## Exercise objective
Rewrite the data from its beginning through the line containing "[[[0,595],[0,623],[125,622],[126,583],[106,588],[35,594]]]", switching "pixels" to "px" and leaving everything else unchanged. Omit the pictures from your answer.

Boundary annotation records:
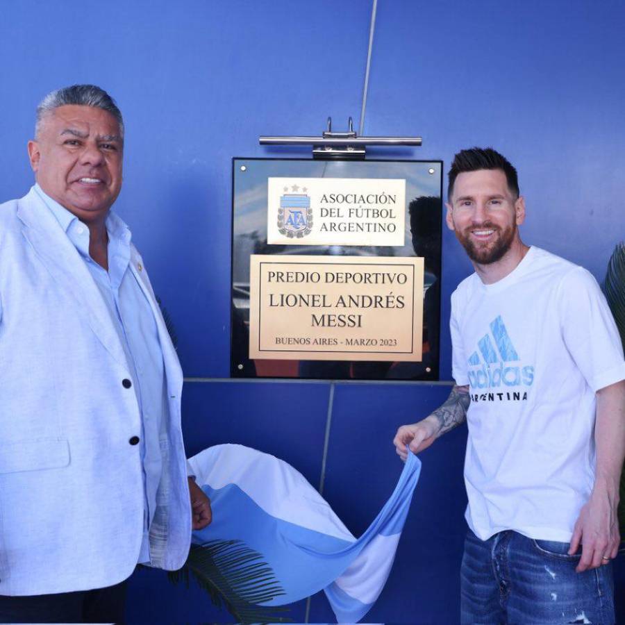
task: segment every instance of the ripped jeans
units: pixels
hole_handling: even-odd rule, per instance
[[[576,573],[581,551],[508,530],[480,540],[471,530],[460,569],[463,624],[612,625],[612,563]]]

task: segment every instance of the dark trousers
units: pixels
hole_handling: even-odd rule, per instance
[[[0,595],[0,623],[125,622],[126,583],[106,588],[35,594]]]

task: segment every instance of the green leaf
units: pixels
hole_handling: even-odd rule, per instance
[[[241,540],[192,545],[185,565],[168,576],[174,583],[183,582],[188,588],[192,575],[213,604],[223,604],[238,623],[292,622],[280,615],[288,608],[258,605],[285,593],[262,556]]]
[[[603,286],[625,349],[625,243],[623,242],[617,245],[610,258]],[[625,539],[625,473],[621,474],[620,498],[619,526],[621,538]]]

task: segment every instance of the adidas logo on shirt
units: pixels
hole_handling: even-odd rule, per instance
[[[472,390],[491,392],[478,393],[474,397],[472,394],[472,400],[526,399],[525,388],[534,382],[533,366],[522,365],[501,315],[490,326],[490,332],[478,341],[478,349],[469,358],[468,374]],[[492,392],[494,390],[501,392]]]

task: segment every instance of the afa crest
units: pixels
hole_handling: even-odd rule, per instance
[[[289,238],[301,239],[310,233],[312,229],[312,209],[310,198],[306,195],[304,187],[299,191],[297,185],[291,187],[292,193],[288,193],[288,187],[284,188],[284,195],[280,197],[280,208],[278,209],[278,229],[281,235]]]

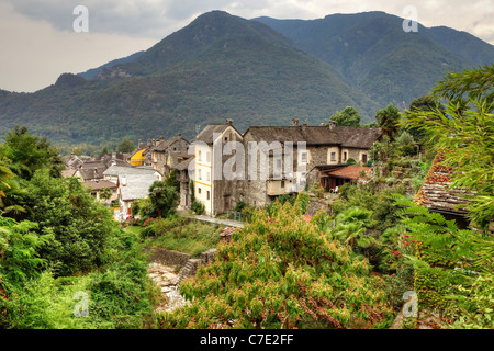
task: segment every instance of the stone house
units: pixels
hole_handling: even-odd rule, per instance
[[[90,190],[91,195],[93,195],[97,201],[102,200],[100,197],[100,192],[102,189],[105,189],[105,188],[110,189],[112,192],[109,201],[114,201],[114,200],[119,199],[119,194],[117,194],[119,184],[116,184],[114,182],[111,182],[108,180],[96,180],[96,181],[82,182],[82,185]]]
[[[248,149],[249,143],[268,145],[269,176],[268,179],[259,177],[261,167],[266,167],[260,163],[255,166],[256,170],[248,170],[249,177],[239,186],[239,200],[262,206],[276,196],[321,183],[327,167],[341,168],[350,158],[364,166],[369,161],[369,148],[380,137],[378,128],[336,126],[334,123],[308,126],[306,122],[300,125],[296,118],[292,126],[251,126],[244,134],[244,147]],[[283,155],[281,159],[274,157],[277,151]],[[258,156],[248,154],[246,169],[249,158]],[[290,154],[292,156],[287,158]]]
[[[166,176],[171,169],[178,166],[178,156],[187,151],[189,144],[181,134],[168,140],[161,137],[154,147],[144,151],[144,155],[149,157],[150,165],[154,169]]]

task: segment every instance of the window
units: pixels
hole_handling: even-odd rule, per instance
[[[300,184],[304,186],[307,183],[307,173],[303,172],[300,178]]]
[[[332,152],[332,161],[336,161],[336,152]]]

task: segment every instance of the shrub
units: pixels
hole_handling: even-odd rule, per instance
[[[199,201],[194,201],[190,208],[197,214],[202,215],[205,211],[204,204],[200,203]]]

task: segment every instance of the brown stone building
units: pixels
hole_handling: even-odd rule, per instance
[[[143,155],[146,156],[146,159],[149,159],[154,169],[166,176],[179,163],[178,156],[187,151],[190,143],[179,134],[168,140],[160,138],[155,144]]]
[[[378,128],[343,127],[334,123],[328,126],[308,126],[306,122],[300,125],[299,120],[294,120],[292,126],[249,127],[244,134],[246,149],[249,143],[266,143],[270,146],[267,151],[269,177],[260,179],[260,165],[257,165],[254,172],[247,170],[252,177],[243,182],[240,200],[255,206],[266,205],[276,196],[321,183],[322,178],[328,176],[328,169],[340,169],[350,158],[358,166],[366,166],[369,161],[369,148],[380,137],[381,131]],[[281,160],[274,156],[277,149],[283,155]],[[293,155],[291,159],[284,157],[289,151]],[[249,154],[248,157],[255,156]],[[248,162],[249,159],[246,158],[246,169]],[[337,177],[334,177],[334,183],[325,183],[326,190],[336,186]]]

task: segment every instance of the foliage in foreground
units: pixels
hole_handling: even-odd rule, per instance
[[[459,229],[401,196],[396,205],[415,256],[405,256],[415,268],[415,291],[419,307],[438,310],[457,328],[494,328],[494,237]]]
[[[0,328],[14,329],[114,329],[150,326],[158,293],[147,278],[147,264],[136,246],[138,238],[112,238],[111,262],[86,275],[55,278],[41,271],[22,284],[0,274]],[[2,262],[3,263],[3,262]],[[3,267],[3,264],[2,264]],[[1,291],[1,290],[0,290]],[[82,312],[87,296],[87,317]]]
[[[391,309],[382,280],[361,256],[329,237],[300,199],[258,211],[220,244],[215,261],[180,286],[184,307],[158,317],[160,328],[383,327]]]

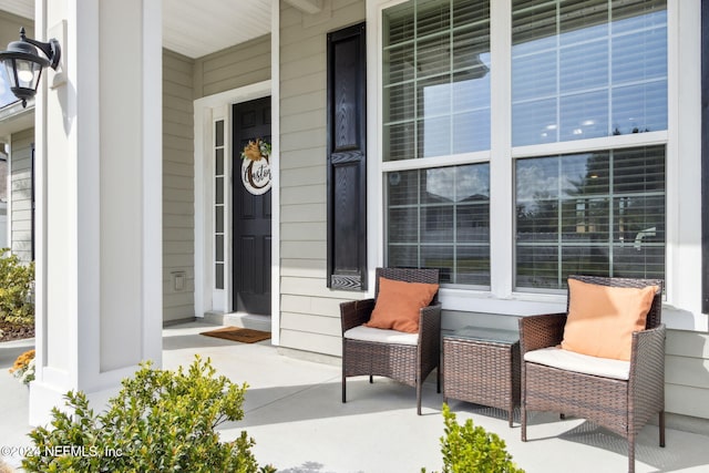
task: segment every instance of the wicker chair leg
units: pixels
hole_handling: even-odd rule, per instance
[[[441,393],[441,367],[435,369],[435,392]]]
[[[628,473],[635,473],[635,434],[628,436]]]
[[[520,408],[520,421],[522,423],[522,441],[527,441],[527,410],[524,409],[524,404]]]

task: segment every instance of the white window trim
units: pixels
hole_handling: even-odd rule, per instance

## Written response
task: segment every instance of the ripped jeans
units: px
hole_handling: even-odd rule, per instance
[[[576,573],[581,551],[508,530],[480,540],[471,530],[460,569],[463,624],[612,625],[612,563]]]

task: segment every instance of the dark trousers
units: px
hole_handling: even-odd rule, per instance
[[[0,595],[0,623],[125,622],[126,583],[106,588],[35,594]]]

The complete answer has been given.